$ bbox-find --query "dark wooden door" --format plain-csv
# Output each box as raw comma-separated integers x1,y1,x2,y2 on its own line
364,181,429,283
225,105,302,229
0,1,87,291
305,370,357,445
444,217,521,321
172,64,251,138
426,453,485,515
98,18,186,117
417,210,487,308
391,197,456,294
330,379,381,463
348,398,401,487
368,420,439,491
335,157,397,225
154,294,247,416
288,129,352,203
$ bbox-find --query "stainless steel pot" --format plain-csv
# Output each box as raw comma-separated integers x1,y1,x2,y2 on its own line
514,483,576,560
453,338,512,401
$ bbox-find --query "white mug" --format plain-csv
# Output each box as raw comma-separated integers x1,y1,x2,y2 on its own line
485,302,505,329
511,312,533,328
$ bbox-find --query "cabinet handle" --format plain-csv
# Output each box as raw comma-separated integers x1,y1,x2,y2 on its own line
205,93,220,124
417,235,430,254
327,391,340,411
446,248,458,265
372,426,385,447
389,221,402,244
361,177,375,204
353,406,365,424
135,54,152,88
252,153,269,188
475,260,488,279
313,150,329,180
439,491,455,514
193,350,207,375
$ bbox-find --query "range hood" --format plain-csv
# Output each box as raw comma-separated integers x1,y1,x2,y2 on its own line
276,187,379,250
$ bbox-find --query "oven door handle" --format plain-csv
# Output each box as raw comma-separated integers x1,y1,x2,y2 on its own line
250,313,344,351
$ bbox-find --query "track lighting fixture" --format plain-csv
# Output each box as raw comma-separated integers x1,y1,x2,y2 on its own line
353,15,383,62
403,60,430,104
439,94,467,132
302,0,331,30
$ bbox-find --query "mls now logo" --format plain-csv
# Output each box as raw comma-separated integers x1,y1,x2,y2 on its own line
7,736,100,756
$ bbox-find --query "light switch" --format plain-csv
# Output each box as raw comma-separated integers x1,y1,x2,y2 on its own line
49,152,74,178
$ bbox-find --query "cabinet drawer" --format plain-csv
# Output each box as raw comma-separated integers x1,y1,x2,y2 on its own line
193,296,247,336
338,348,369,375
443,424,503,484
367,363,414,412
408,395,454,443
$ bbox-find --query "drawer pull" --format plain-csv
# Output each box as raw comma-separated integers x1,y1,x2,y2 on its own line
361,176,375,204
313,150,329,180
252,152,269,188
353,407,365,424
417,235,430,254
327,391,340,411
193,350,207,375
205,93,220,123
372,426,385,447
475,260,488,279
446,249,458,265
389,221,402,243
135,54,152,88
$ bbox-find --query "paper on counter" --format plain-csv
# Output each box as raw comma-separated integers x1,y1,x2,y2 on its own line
==
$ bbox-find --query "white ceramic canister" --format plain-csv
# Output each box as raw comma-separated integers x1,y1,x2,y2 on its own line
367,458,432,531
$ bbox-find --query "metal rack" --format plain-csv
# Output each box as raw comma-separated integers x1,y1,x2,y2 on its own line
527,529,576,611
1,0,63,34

■ **WHAT THIS TASK INVOLVES**
Read through the listing and copy each line in which the word "door" occurs.

■ **YOUR RESPONSE**
$ bbox-find --query "dark wooden door" --format plain-csv
$ bbox-find --query "oven door handle" --format plain-csv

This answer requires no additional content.